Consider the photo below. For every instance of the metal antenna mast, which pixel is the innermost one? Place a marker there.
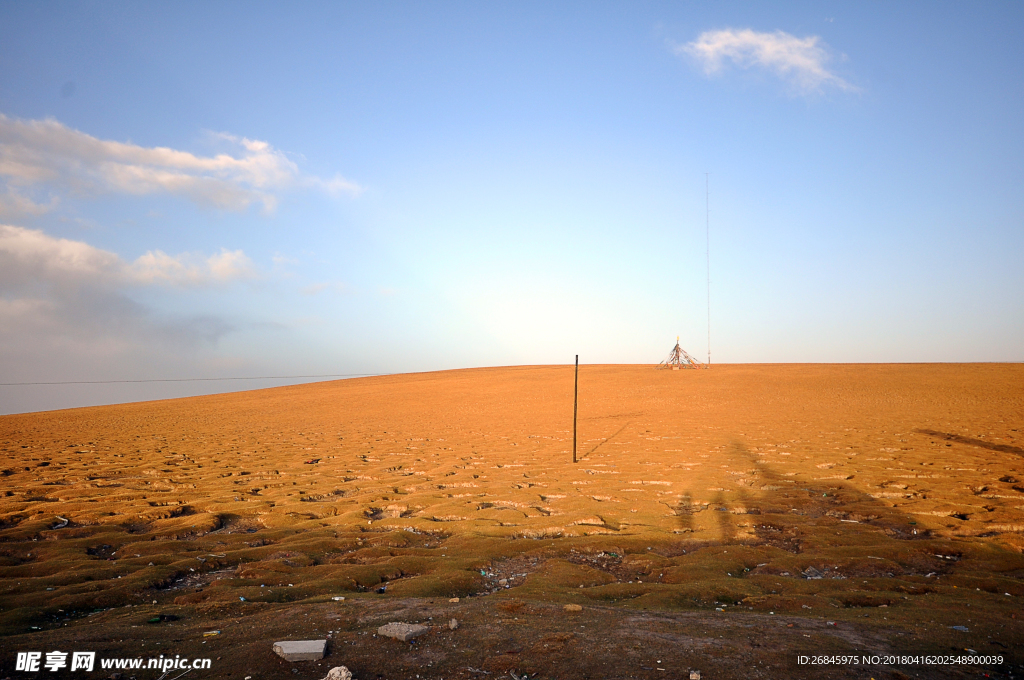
(708, 237)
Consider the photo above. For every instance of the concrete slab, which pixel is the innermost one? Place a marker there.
(300, 650)
(403, 632)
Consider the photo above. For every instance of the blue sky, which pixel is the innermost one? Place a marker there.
(237, 189)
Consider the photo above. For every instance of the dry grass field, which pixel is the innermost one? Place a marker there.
(725, 520)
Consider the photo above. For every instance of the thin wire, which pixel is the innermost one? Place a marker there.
(708, 236)
(110, 382)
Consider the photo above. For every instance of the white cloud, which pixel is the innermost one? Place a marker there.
(49, 154)
(66, 306)
(30, 257)
(13, 205)
(800, 61)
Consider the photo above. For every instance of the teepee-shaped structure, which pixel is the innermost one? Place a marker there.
(678, 358)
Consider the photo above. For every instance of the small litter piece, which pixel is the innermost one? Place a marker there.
(403, 632)
(300, 650)
(339, 673)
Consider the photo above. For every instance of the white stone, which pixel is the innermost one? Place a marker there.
(403, 632)
(339, 673)
(300, 650)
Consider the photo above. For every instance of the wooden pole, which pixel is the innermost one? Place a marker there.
(576, 402)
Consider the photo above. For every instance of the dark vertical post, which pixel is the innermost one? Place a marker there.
(576, 402)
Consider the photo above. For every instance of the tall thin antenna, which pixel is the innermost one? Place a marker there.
(576, 402)
(708, 237)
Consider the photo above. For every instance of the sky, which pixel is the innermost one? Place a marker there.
(243, 189)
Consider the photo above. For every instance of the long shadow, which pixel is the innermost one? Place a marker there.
(948, 436)
(606, 439)
(812, 499)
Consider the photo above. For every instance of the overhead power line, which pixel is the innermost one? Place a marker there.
(111, 382)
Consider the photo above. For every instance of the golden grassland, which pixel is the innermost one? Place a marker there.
(803, 490)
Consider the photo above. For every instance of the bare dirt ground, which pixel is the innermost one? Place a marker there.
(727, 520)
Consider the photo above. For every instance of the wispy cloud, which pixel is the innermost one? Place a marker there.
(800, 61)
(30, 258)
(49, 154)
(67, 306)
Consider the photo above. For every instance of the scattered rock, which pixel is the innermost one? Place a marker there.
(300, 650)
(339, 673)
(403, 632)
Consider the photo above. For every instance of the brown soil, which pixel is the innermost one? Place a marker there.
(725, 520)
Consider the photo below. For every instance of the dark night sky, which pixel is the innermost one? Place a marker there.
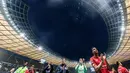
(68, 27)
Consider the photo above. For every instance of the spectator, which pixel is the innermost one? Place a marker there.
(30, 70)
(48, 68)
(22, 69)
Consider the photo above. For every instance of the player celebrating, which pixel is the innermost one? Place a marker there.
(99, 63)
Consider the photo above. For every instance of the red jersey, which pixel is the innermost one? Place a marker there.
(96, 61)
(122, 69)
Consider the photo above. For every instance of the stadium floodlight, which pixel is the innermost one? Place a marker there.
(22, 35)
(40, 48)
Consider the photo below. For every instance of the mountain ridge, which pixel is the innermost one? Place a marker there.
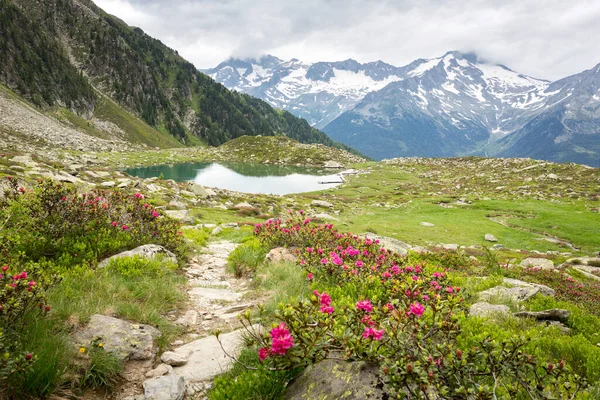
(454, 105)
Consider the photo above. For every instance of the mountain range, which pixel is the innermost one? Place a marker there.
(453, 105)
(69, 58)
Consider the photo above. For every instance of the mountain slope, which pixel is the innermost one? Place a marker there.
(318, 92)
(70, 54)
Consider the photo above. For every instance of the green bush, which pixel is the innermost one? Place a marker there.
(246, 257)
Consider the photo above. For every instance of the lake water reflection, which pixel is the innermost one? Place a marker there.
(247, 178)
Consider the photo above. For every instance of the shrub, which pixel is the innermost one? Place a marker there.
(403, 315)
(246, 257)
(53, 222)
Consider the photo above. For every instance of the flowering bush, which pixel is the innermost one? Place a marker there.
(404, 315)
(20, 295)
(54, 222)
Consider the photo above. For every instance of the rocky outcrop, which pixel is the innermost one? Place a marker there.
(145, 251)
(125, 340)
(335, 379)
————————
• Your assignment: Without including any picture, reproduce the material above word for word.

• The answer:
Consider the photo below. For every instance of the metal antenna mast, which pixel is the innermost one? Place a marker there.
(708, 237)
Consider the photo above. For every instance of the concrete slab, which pixel is the innermost one? Place a marker there.
(300, 650)
(403, 632)
Consider the photo above. For every instance of the blue sky, which pixel is the innermost one? Place a marker there.
(237, 189)
Consider the photo above. For every instance of the dry grass field, which pixel is the innermost one? Place a marker there.
(725, 520)
Consider the photo above. For every instance of the thin wire, which pixel is the innermost one? Place a marker there.
(708, 236)
(110, 382)
Consider the photo above. For every instance of the white cloud, which pixel is the innermost one? Place a marker there.
(49, 154)
(66, 306)
(30, 257)
(13, 205)
(800, 61)
Consider the photo above. For every instance of the teepee-shaped structure, which pixel is the innermost one? Place a marker there.
(678, 358)
Consider the photo above. For every instance of the small litter piece, which pixel is the innermost one? Place a marker there.
(403, 632)
(300, 650)
(339, 673)
Consider the photo above. For every instance of the white stone, which pixel is the innermost one? Place a marker there.
(403, 632)
(339, 673)
(300, 650)
Consider the photo above. For every instance of the wooden pole, which pixel is the innermost one? Place a marker there.
(576, 402)
Consider the photo above. For every instance of the dark vertical post, which pixel is the innermost one? Place a marker there.
(576, 402)
Consider the photo above. For every instance of the tall thin antenna, which pixel is the innermost one? Place a marker there.
(576, 402)
(708, 237)
Consider the photo above. For every instance of the sky, which pixel is the innermost one? Place a marker there.
(243, 189)
Consider the photo above. For every instance of the long shadow, which pixel is the innermost one? Place a marker there.
(948, 436)
(606, 439)
(812, 499)
Consider the photo above. For every instance of the overhead power line, which pixel is the innermost one? Place a marker there.
(111, 382)
Consider the photo above. For every instance of the golden grassland, which pixel is the innermost one? Place a marker there.
(803, 490)
Consider the photo above. For every instance of the bare dirt ground, which pixel is the innermost one? Place a marker there.
(727, 520)
Consider the photo above. For every instance of the wispy cloud, which pixel is the innermost one? Place a marker there.
(800, 61)
(30, 258)
(49, 154)
(67, 306)
Consider the photo above. For every instance of the scattered rock, which pixel is the innermost one? Place a marker there.
(300, 650)
(339, 673)
(403, 632)
Consider the photo above. For every instance of the brown soil, which pixel is the innermost one? Place a marker there.
(725, 520)
Consider the photo below. For every instance of the dark night sky, which pixel is the innermost one? Place a marker there.
(68, 27)
Consider the photo above. For every instance of the spectator, which pixel is the innermost one? Place a marker there.
(30, 70)
(48, 68)
(22, 69)
Consider the photo above. For every instance of the player celebrating, which pixel is the innermost one? Place a marker there.
(99, 63)
Consider the photo above. For every instance of the red jersey, which pixel is the innermost one? Place a marker there.
(96, 61)
(122, 69)
Consider the photo above. For every instance of the stadium floodlight, which pixel is the innermost one? Place a marker there.
(22, 35)
(40, 48)
Consider the photo below. For every instance of the mountain ridge, which pixel is the innermost one? Place a marker there.
(454, 105)
Consider the photo above. For every instance of the mountain range, which pixel is the innermost one? Place a marker there.
(453, 105)
(69, 58)
Consider the photo above. For every instance of the mountain slope, which pixel is the innermost one? Place a marker there.
(318, 92)
(70, 54)
Consider the photo above. For every instance of the green bush, which pixel is the innermost one? Place a marker there.
(246, 257)
Consider the photo above. For every instance of the lake water reflection, which pixel is the innermost one? Place a marker there.
(247, 178)
Consider the photo above. For every instance of the shrub, which pixel is the innermost one? Place a marker there.
(403, 315)
(246, 257)
(53, 222)
Consider the photo above. For every instance of the flowering bush, which pixel is the innermost one? Place a marker there.
(404, 315)
(20, 295)
(54, 222)
Consider the photo above. For every instance of the rocky outcrop, which pixel is the innermost one? Place a marker there.
(145, 251)
(125, 340)
(335, 379)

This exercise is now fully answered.